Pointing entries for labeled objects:
▽

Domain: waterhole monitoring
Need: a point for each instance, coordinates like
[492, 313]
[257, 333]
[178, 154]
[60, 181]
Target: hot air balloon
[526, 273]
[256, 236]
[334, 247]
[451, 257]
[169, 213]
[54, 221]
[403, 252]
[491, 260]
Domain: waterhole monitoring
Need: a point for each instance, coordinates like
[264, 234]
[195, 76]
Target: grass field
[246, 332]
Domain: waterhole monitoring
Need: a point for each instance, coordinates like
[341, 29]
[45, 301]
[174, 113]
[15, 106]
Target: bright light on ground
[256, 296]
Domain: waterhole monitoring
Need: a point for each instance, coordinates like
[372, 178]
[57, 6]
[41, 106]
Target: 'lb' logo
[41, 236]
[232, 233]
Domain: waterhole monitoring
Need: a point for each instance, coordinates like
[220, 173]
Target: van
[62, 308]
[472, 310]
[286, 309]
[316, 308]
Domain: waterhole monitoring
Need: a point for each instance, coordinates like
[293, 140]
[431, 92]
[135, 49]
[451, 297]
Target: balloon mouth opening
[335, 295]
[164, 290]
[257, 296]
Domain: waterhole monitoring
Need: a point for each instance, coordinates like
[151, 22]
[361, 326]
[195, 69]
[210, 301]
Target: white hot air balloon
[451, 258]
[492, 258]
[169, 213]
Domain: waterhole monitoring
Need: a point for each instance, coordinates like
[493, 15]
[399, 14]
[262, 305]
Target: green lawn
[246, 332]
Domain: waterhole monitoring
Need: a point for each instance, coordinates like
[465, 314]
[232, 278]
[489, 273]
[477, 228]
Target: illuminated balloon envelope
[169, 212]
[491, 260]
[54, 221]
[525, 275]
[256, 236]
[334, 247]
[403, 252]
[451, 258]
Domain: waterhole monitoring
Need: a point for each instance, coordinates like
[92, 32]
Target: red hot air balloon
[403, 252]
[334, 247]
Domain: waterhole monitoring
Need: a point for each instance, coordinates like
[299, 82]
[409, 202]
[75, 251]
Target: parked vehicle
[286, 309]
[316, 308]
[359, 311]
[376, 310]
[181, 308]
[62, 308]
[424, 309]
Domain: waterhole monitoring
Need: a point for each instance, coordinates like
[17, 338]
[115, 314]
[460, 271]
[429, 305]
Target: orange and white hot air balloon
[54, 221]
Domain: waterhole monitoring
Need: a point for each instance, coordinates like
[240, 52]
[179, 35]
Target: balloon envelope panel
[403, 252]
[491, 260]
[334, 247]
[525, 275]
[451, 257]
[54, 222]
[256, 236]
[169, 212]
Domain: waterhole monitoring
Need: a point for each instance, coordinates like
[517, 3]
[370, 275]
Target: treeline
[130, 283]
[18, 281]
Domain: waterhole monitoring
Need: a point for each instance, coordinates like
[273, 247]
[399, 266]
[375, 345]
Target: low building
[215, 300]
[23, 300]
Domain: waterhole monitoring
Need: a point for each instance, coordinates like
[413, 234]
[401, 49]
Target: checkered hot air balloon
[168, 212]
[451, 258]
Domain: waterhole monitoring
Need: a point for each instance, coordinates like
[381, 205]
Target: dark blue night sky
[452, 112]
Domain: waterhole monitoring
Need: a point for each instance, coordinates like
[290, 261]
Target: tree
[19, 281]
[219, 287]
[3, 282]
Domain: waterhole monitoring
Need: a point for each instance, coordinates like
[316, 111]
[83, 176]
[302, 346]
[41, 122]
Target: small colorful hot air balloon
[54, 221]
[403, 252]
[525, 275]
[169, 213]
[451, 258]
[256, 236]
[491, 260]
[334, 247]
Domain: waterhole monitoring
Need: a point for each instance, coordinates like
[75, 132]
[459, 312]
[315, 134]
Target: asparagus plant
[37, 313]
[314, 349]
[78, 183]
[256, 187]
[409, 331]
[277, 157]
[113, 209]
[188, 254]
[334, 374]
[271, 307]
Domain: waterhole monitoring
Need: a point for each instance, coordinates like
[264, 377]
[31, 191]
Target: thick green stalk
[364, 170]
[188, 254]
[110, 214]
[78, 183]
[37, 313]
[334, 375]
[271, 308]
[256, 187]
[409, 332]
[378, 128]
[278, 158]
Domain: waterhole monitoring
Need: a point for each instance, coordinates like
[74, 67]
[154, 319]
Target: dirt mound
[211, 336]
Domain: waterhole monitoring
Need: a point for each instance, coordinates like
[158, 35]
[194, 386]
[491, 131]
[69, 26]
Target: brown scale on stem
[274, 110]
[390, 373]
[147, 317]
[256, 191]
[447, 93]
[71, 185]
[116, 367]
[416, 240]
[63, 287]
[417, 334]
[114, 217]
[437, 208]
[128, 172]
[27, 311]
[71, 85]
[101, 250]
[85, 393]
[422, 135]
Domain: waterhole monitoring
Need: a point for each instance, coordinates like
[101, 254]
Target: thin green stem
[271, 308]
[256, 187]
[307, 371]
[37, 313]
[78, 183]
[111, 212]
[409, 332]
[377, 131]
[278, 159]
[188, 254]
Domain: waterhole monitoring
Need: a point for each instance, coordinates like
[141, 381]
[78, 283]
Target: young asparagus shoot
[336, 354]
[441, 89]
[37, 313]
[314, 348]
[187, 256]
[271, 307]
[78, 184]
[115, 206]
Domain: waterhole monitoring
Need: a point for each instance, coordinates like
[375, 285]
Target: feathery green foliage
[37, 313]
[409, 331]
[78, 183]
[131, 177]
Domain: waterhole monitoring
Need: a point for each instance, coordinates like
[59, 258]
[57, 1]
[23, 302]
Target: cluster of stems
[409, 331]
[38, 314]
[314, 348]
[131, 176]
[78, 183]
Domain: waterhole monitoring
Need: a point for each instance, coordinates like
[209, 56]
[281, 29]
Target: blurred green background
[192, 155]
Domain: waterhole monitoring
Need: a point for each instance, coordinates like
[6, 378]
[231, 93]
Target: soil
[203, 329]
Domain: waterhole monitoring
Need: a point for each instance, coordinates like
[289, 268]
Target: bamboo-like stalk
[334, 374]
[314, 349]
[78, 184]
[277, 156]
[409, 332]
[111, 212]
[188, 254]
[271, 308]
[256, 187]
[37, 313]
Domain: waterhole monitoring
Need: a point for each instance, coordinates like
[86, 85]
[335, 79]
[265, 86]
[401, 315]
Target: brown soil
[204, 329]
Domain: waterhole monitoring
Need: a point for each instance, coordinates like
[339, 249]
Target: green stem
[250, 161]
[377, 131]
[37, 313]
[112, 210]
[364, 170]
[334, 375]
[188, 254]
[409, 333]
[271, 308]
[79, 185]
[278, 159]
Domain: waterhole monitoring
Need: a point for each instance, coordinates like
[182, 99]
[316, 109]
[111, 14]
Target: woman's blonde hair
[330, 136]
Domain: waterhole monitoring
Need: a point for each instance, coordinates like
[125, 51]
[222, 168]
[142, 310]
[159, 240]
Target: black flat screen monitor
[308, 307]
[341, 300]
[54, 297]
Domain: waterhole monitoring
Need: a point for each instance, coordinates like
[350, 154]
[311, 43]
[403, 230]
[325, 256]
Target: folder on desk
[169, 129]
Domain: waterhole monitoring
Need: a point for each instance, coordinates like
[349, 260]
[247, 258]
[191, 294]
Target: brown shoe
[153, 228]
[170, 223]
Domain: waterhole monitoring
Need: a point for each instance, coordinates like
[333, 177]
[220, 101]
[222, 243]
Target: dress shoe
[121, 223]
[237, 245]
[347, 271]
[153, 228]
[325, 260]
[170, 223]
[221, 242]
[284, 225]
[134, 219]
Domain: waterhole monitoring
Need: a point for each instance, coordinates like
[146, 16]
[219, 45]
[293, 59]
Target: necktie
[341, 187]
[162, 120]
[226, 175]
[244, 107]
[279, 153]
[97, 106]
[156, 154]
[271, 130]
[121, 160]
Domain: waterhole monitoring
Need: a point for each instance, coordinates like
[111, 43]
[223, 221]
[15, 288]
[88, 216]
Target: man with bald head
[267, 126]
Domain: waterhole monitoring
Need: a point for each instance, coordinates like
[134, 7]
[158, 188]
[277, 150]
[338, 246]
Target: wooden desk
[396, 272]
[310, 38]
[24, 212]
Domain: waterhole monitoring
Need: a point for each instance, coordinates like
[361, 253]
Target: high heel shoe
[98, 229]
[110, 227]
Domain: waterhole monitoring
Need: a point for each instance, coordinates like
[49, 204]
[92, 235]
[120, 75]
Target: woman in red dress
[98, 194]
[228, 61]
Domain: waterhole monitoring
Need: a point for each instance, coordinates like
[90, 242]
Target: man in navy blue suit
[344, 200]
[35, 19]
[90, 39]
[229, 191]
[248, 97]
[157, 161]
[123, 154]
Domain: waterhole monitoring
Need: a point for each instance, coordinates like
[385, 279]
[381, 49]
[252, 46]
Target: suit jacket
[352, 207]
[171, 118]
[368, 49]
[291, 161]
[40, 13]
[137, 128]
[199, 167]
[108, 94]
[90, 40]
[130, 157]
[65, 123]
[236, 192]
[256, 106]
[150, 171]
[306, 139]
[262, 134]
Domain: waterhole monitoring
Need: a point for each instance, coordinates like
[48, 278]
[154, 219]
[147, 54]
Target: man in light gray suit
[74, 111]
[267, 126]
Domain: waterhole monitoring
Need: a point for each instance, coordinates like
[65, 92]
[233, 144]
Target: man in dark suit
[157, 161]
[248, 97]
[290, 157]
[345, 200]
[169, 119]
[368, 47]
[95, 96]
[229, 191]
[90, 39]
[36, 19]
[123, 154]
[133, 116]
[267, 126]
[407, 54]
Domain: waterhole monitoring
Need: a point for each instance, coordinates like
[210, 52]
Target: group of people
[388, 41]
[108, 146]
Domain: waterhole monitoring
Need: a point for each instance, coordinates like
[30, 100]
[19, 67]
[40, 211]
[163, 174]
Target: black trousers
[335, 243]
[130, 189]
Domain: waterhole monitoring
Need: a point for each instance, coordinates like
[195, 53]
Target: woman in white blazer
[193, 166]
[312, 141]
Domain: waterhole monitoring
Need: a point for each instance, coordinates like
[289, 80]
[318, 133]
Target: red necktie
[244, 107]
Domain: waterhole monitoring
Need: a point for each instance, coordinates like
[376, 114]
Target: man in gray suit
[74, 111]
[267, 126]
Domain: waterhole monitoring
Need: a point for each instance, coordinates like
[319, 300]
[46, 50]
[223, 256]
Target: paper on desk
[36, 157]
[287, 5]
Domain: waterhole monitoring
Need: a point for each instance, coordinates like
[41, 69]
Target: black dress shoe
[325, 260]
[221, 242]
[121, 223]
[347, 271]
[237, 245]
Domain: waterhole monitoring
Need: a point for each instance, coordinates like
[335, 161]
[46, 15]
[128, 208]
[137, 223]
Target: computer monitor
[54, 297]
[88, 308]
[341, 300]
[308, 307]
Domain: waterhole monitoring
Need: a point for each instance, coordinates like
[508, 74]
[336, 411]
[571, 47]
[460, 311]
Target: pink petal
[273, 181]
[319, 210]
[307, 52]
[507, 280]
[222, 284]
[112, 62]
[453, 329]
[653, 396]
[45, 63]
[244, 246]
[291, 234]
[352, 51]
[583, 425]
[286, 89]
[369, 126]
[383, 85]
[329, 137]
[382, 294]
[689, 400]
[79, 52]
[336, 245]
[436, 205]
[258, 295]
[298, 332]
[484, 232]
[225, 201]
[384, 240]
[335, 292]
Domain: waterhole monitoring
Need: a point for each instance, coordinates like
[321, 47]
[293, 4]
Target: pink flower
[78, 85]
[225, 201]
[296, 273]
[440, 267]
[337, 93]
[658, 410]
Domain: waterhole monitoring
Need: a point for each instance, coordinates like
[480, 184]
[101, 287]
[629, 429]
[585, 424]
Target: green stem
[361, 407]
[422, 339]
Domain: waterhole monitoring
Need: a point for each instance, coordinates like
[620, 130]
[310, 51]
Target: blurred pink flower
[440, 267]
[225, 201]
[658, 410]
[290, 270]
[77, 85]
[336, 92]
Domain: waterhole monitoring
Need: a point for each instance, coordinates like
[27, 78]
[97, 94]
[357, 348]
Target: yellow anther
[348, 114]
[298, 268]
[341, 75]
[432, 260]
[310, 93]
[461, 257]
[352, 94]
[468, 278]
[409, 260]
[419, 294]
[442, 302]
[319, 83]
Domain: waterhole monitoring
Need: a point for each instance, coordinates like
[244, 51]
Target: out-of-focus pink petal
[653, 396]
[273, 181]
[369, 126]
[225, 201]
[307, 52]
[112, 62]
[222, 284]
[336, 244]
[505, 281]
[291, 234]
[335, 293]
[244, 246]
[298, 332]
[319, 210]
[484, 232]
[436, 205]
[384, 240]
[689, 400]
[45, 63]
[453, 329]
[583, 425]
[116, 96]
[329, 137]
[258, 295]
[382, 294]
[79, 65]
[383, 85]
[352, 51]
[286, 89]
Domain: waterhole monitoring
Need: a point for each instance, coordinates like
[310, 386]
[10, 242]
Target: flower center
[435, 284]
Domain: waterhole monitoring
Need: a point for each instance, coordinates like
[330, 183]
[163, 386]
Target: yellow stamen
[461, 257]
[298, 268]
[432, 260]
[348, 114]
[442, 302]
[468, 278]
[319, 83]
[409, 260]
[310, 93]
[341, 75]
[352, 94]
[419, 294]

△

Exercise task: Count the lines above that contain the word "white", and reply with the number alone.

Final answer: 3